Segmentation dataset records:
········

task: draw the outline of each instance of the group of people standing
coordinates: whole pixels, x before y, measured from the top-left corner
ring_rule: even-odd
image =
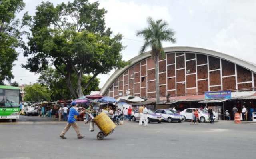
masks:
[[[235,114],[236,113],[238,112],[238,110],[236,107],[236,105],[235,105],[234,107],[232,109],[232,111],[233,111],[233,116],[234,117],[234,120],[235,118]],[[226,112],[227,111],[226,111]],[[246,108],[245,106],[243,105],[242,109],[242,119],[243,121],[245,121],[247,120],[247,113],[248,111],[247,109]],[[229,118],[231,118],[231,117]]]

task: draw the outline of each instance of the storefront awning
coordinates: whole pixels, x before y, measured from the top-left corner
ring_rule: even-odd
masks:
[[[199,101],[198,103],[221,103],[225,101],[228,99],[214,99],[214,100],[205,100],[204,101]]]

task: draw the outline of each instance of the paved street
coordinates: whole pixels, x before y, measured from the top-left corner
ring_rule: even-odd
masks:
[[[64,121],[22,116],[16,123],[0,123],[0,159],[254,159],[256,124],[214,124],[190,122],[119,125],[114,133],[98,140],[99,131],[78,122],[86,137],[76,139],[71,128],[59,137]]]

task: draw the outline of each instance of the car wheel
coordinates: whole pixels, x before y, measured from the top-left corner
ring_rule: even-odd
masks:
[[[201,117],[200,118],[200,121],[201,121],[201,123],[205,122],[205,118],[204,118],[204,117]]]
[[[97,134],[97,139],[99,140],[101,140],[104,138],[104,134],[102,132],[99,132]]]
[[[135,117],[133,116],[132,117],[132,120],[133,121],[136,121],[136,118],[135,118]]]

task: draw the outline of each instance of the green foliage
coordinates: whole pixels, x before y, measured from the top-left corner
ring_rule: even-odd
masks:
[[[50,2],[42,2],[34,17],[32,36],[28,38],[30,49],[24,53],[33,56],[23,67],[38,73],[53,64],[77,98],[83,95],[100,74],[128,65],[120,53],[124,48],[122,36],[112,36],[110,29],[106,29],[107,12],[99,9],[99,4],[75,0],[54,7]],[[85,83],[82,80],[84,74],[90,77]]]
[[[155,62],[156,68],[156,102],[158,103],[160,98],[158,58],[159,56],[161,56],[163,59],[165,58],[165,53],[162,42],[170,41],[174,43],[176,42],[176,39],[173,37],[175,32],[172,29],[168,28],[168,24],[166,22],[163,22],[162,19],[155,22],[151,17],[148,17],[147,20],[148,27],[137,31],[136,35],[143,37],[145,40],[144,44],[140,51],[140,54],[143,54],[148,47],[151,47],[151,57]]]
[[[91,78],[91,76],[83,76],[82,84],[84,84]],[[72,85],[76,85],[77,77],[72,75]],[[41,72],[38,80],[41,84],[48,88],[52,99],[56,101],[58,100],[64,100],[74,99],[75,97],[70,93],[68,87],[68,83],[65,77],[57,71],[50,67],[44,71]],[[99,90],[99,80],[95,78],[91,82],[90,85],[83,93],[84,95],[90,94],[92,91]]]
[[[26,13],[22,20],[16,18],[15,14],[25,6],[22,0],[0,2],[0,84],[3,84],[5,80],[10,82],[14,78],[12,69],[18,55],[16,49],[24,46],[21,36],[26,32],[21,29],[31,18]]]
[[[50,96],[47,92],[46,88],[39,83],[36,83],[31,86],[26,85],[24,88],[24,91],[26,92],[24,98],[25,101],[36,102],[51,101]]]
[[[148,18],[149,26],[142,30],[138,30],[136,33],[137,36],[140,36],[145,40],[144,44],[140,51],[140,54],[143,54],[148,47],[151,47],[152,58],[154,60],[155,56],[160,55],[165,57],[165,54],[163,49],[162,42],[176,42],[176,39],[173,37],[175,32],[172,29],[168,28],[168,24],[163,22],[162,19],[155,22],[151,17]]]
[[[11,83],[10,84],[10,85],[12,87],[18,87],[19,83],[17,82],[17,81],[15,81],[14,82]]]

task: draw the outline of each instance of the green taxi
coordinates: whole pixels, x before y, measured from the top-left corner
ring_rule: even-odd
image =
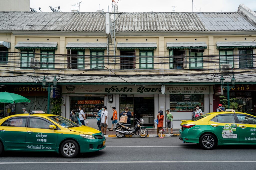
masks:
[[[16,114],[0,120],[0,155],[8,151],[47,152],[71,158],[102,149],[105,141],[98,130],[55,115]]]
[[[210,113],[182,120],[180,139],[210,149],[218,145],[256,145],[256,117],[243,113]]]

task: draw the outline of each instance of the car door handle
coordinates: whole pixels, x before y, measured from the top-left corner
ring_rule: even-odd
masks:
[[[239,127],[240,127],[240,128],[242,129],[244,129],[247,127],[247,126],[242,126],[242,125],[239,125]]]

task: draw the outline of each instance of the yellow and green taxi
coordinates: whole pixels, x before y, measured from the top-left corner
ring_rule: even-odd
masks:
[[[16,114],[0,120],[0,154],[4,151],[49,152],[71,158],[102,149],[105,141],[100,131],[55,115]]]
[[[216,146],[256,145],[256,117],[243,113],[210,113],[182,120],[180,139],[210,149]]]

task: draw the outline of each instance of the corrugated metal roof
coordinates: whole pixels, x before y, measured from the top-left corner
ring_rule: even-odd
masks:
[[[177,48],[187,47],[203,48],[207,48],[207,44],[205,42],[167,42],[166,43],[167,48]]]
[[[243,47],[256,47],[256,42],[255,41],[217,42],[216,42],[216,45],[217,45],[217,48],[223,48],[223,47],[238,48]]]
[[[100,48],[107,48],[107,43],[78,43],[77,42],[68,43],[66,47],[70,48],[81,47],[85,48],[90,47]]]
[[[58,83],[123,83],[127,82],[133,83],[175,83],[210,82],[214,84],[219,84],[219,79],[221,75],[207,75],[187,76],[122,76],[122,79],[116,76],[107,76],[102,75],[98,76],[75,76],[72,77],[63,76],[58,77]],[[236,82],[256,82],[256,75],[255,74],[247,75],[235,74]],[[225,82],[230,82],[232,77],[231,75],[225,75],[223,76]],[[48,76],[47,80],[49,82],[52,82],[54,77]],[[22,76],[13,77],[0,77],[0,82],[16,82],[21,83],[27,82],[36,82],[38,84],[41,84],[43,77],[32,76]]]
[[[11,48],[11,43],[5,41],[0,41],[0,45],[2,45],[8,48]]]

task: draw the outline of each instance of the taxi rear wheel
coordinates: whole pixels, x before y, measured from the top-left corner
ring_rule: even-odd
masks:
[[[204,149],[211,149],[216,145],[217,142],[215,137],[211,134],[204,134],[200,138],[199,144]]]
[[[75,157],[79,152],[79,147],[77,143],[71,140],[67,140],[62,143],[60,149],[62,156],[68,158]]]

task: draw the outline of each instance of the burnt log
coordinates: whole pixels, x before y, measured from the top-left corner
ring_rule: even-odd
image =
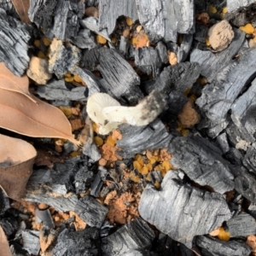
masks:
[[[235,37],[230,46],[221,52],[214,54],[210,50],[194,49],[190,54],[190,61],[197,62],[201,66],[201,74],[212,80],[225,81],[229,69],[224,68],[230,64],[232,58],[237,54],[245,40],[245,33],[240,29],[234,29]],[[205,40],[205,38],[204,38]]]
[[[202,90],[196,104],[212,121],[220,123],[248,80],[255,73],[256,49],[244,49],[239,52],[239,61],[224,68],[229,71],[223,83],[212,82]]]
[[[118,256],[132,250],[148,249],[154,238],[154,231],[148,224],[137,218],[128,222],[112,235],[102,237],[102,255]]]
[[[84,9],[84,2],[79,0],[32,0],[28,16],[49,38],[65,40],[77,36]]]
[[[165,95],[173,90],[183,93],[196,81],[200,70],[199,64],[195,62],[183,62],[165,67],[155,83],[145,88],[146,92],[156,90]]]
[[[172,154],[172,164],[201,186],[209,185],[221,194],[234,189],[230,163],[207,139],[199,136],[175,137],[170,142],[168,151]]]
[[[0,9],[1,47],[0,61],[16,76],[22,76],[28,68],[27,54],[31,28]]]
[[[239,212],[226,222],[227,231],[230,237],[245,236],[256,233],[256,221],[253,217],[246,212]]]
[[[74,212],[90,226],[100,228],[105,220],[108,208],[92,196],[85,195],[79,199]]]
[[[99,0],[99,28],[108,29],[108,35],[113,32],[119,16],[130,17],[133,21],[138,19],[136,0]]]
[[[160,190],[148,184],[138,210],[146,221],[189,248],[195,236],[211,232],[231,217],[223,195],[192,188],[177,171],[166,174]]]
[[[172,137],[159,119],[147,126],[122,125],[119,129],[122,139],[117,142],[117,153],[125,159],[133,157],[135,154],[146,149],[166,148]]]
[[[205,256],[247,256],[252,249],[243,241],[224,241],[211,236],[200,236],[196,238],[196,245],[201,248]]]
[[[86,227],[73,231],[64,229],[59,234],[52,256],[100,255],[101,240],[97,229]]]
[[[101,48],[99,61],[98,70],[103,77],[101,84],[108,94],[131,104],[143,97],[138,87],[140,78],[116,50]]]
[[[164,38],[176,42],[177,33],[195,32],[194,1],[136,1],[140,23],[153,43]]]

········

- **TASK BRIEF**: Count the lines in the material above that contain the string "wheel", matching case exactly. Reply with the number alone.

- **OUTPUT OF THE EXERCISE**: 2